Start of Block

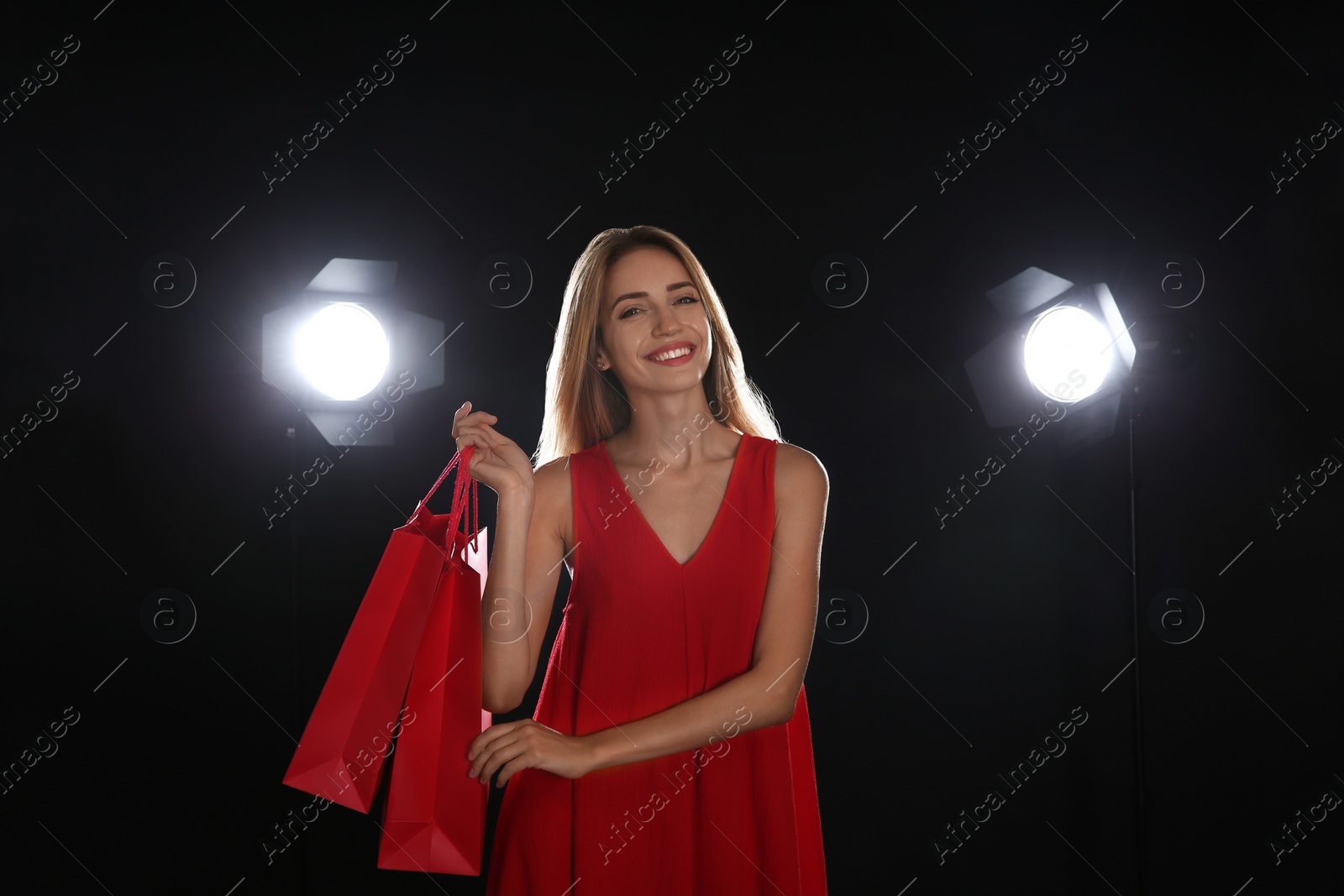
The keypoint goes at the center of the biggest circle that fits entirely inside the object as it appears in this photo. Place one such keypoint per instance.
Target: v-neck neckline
(714, 526)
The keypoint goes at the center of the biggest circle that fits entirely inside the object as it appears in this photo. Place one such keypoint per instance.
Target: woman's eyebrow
(671, 288)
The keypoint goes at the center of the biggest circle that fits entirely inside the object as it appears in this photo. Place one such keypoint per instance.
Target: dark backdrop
(932, 676)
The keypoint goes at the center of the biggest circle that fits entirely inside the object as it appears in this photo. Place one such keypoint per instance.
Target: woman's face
(648, 305)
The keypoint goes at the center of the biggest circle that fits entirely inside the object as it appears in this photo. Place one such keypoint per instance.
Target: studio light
(343, 351)
(346, 352)
(1065, 354)
(1062, 343)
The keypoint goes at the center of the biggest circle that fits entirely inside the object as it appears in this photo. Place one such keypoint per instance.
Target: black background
(979, 641)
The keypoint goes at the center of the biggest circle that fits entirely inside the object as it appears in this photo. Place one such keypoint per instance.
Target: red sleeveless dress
(643, 633)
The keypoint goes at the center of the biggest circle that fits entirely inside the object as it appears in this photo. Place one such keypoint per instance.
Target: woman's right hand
(497, 461)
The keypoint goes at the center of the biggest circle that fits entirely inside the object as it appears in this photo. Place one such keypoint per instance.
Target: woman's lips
(676, 362)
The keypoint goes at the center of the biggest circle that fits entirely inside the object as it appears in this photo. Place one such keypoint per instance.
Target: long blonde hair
(584, 405)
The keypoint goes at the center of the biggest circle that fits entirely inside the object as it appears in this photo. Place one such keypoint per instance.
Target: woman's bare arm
(524, 571)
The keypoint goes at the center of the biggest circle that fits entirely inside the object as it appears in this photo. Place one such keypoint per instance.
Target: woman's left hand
(528, 743)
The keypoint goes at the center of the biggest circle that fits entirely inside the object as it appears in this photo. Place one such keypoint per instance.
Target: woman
(671, 750)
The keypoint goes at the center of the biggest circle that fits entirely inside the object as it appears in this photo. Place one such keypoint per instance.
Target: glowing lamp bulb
(343, 351)
(1066, 354)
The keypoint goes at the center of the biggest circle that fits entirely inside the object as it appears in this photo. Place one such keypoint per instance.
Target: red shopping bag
(342, 752)
(434, 815)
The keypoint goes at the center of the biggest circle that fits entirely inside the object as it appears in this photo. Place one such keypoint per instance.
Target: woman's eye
(627, 312)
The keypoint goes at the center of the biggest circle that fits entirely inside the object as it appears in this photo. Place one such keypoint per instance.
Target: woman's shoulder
(797, 468)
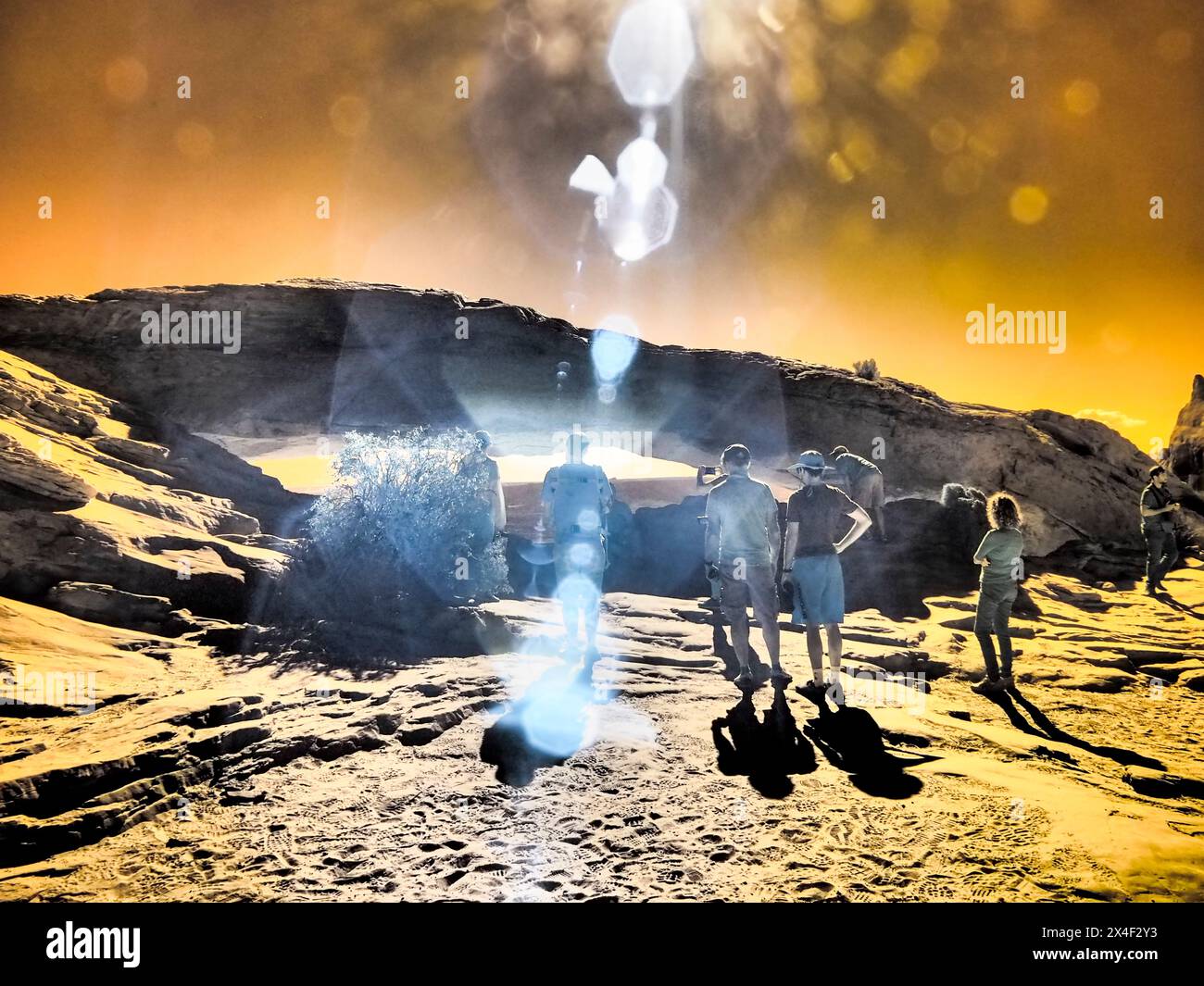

End of Block

◆ **What is needed**
Give back the whole listing exactly; no pictures.

◆ **Written solution**
The keypoint goes at the center of the biggest circle that fits entirely inside the object as it appears in this photo. Place one such keypoint per instance.
Target: v-neck neckline
(714, 526)
The keypoint goes at the center of the biggest circle that fits entirely inside the object as it appears in this photo. Place one such keypoint per instance.
Target: woman's eyebrow
(671, 288)
The keypoint goes at the center of the biggest circle that fits entirely inside the object as it appears in this photo. Place one such keypoint per instance.
Target: dark backdrop
(932, 676)
The keypoint goes at the center of the biggest circle that fits entirely inside the object as it appears in this photo. Place one such keypoint per instance.
Target: woman's face
(648, 305)
The keypoint goes at the center of the biggest circle that fits entirely inside the object as it appears in this photo. Place one such keypoint per instance.
Target: studio light
(343, 351)
(346, 352)
(1065, 354)
(1062, 343)
The keypoint goes at the center of the biggest circle that fits entirely inside the object as it appears in this photo. Place one such keypoint per instance.
Target: black background
(979, 641)
The keypoint goes at the center of the biggest circle that fits entirely inside the object as it appears in this photo. Place one such keypoint per instance.
Target: red sleeveless dress
(643, 633)
The keypoint goes at the center of the biggest circle that fits entirely inside the object as it appears in this photo. Place one such keypoint per instance.
Target: woman's right hand
(497, 461)
The keypoint goes at the center of the biggest circle that fits entirely inside the object as it appears in this photo. Place one such keypoint per instance.
Target: woman's lips
(676, 362)
The keypoint goes at the center of the biggest circle that fits entirely inside the object as it appears in this photo. Place one such keypoint per instance.
Target: long blonde hair
(584, 405)
The keypoint goes at the center of the biggest circle that fits entirely inside the object as it appears in this photo. Place one such keypoint per instance.
Target: woman's bare arm
(524, 571)
The keypoint goes at the center of the biggest circle that fits entirely inside the object as it appears in this photo. Place one such keypoint per instance.
Target: woman's left hand
(528, 743)
The keypoint goes at the center of the biggest circle that fits entirely inside the object as it appears in this photo. Place one such keypoint per instance.
Target: woman
(671, 750)
The keypoint goes at the center of the biggest circle that fits entirely inside the object as it appears in this photo. Place one such keypoint per instance.
Target: glowing lamp bulb
(343, 351)
(1066, 354)
The keypoint goes at the center of the biggest circle that fits entirely inside the object as it appears in this photo. Place one such keypoint per instance.
Target: red shopping bag
(342, 752)
(434, 815)
The keypoint goes at the center of the biggest circle that fits entirely inside the object as it appears in this photo. Place one such keypoint per instance.
Target: woman's eye
(627, 312)
The keypoint goes at the center of the biggest circle that fits entirely inside the object as it appears in this photo. Place one such keypoint per instance.
Target: woman's shoulder
(797, 468)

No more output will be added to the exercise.